▶ _Problem requirements_: Word-for-word transcription is needed for all of the entries.

▶ _Dataset records_:
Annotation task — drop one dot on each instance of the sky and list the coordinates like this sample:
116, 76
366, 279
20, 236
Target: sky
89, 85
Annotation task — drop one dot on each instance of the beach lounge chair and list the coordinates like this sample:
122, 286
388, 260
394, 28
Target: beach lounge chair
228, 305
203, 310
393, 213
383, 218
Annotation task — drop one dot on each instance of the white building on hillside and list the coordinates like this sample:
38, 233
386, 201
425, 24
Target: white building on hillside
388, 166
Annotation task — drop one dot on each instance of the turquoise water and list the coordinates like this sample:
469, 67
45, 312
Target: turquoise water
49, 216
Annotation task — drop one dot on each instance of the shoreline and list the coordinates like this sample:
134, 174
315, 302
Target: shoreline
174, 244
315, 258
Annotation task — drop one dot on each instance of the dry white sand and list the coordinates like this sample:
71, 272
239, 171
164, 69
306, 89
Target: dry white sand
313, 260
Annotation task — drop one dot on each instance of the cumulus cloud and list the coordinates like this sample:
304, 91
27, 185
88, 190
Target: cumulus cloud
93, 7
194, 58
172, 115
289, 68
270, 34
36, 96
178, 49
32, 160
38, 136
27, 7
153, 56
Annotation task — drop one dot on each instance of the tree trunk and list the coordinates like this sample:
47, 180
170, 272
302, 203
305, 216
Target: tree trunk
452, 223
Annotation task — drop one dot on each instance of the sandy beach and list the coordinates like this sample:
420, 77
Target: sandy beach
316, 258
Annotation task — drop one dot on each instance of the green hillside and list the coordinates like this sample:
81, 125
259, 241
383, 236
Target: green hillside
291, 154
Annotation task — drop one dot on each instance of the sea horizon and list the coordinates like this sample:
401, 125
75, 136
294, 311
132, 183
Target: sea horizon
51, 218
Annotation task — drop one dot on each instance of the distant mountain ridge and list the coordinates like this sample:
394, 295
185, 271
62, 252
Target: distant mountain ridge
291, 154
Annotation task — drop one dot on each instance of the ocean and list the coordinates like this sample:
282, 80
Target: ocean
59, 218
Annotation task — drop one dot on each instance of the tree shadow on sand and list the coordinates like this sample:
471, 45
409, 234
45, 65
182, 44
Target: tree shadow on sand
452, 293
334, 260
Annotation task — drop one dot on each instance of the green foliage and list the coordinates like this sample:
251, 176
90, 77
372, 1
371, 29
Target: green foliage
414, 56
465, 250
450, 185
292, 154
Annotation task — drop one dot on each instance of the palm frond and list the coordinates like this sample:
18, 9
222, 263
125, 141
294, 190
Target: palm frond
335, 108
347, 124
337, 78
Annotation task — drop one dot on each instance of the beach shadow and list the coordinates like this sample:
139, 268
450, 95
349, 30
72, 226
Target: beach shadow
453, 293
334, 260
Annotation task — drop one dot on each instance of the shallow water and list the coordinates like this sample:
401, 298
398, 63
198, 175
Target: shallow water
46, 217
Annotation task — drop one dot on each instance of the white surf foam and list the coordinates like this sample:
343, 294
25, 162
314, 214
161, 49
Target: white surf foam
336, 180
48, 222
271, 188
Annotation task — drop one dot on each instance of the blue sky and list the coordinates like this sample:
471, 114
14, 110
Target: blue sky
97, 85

▶ _Response below_:
Annotation task — drop one dot on each instance of the sky and list the coordinates like this sample:
116, 76
366, 279
20, 236
Target: sky
89, 85
Annotation task — drop one dot on each instance of the beach lounge chair and list the coordinates like this sample:
122, 286
388, 260
394, 28
Target: beach lounge chair
228, 305
203, 310
393, 213
383, 218
Annotation task — drop one dot on each instance of the white building on hillside and list the coordinates like this sample:
38, 233
386, 201
425, 24
Target: white building on hillside
388, 166
Annotation task — drop one dot on each instance of the turquoise water and list the coordinates like this sample:
469, 67
45, 312
Target: turquoise water
49, 216
Annotation task — drop one dot on each instance of the shoreline and list the coordinates like this sample:
134, 174
315, 302
Target: shoreline
174, 244
315, 258
Annotation task — drop one dot on each instance of the dry white sand and list the coordinates like this sample:
71, 272
239, 171
164, 69
306, 89
Target: dry white sand
313, 260
Annotation task — drop one dot on each instance of the cumulus cloud and list the coordinates like this sample:
304, 91
27, 185
88, 190
Target: cumulus cloud
93, 7
194, 58
172, 115
289, 68
270, 34
36, 96
178, 49
32, 160
38, 136
27, 7
153, 56
Annotation task — drop one dot on each instance of the tree trunk and list the coordinates like this sample:
47, 180
170, 272
302, 203
305, 216
Target: tree trunk
452, 223
Annotation task — drop one dot on each instance of the sandy beach and list the coordinates like this sample:
420, 77
Target: sandy beach
316, 258
Annotation task — drop one dot on each instance of the green hillside and list the coordinates like this sample:
81, 125
259, 241
383, 236
Target: green hillside
291, 154
Annotation task — drop one dot on each instance of the sea horizon and list the coordinates like this sample:
401, 125
75, 136
294, 311
132, 183
Target: sea horizon
51, 218
Annotation task — drop one dot on each instance of the distant mountain ridge and list the coordinates like this sample:
394, 295
185, 271
62, 252
Target: distant mountain ridge
291, 154
Annotation task — drop one dot on each instance of the ocean and list the coordinates like this sample:
282, 80
Target: ocean
59, 218
Annotation task — drop one dot on each instance of the tree shadow on sand and list the coordinates like this sample:
471, 45
409, 234
45, 65
182, 44
Target: tree shadow on sand
452, 293
334, 260
Annotation task — drop one dot on each instance of the green foliage and list the coordinates like this sample:
251, 176
90, 77
372, 1
371, 29
Target: green foliage
414, 56
465, 250
450, 185
292, 154
Annotation task — drop one dot on each instance of the palm frond and list the coordinates like this sample:
18, 9
222, 263
125, 141
294, 190
Target: palm frond
335, 108
347, 124
337, 78
Annotation task — drop one dot on each instance of the beach shadow and list the coordinates like this sample:
139, 268
450, 95
349, 30
72, 226
Target: beach shadow
453, 293
334, 260
Annotation task — drop one dot on each instance of the shallow water and list the coordinates like this sample:
401, 298
398, 63
198, 175
Target: shallow water
46, 217
Annotation task — drop one dot on each instance of the white surf foam and list the coordinates like this sample:
343, 294
25, 162
314, 214
161, 49
Target: white surf foam
336, 180
48, 222
271, 188
Annotation task — drop one dot on each instance of the blue sky and list the coordinates like this sample:
471, 114
14, 110
Target: blue sky
97, 85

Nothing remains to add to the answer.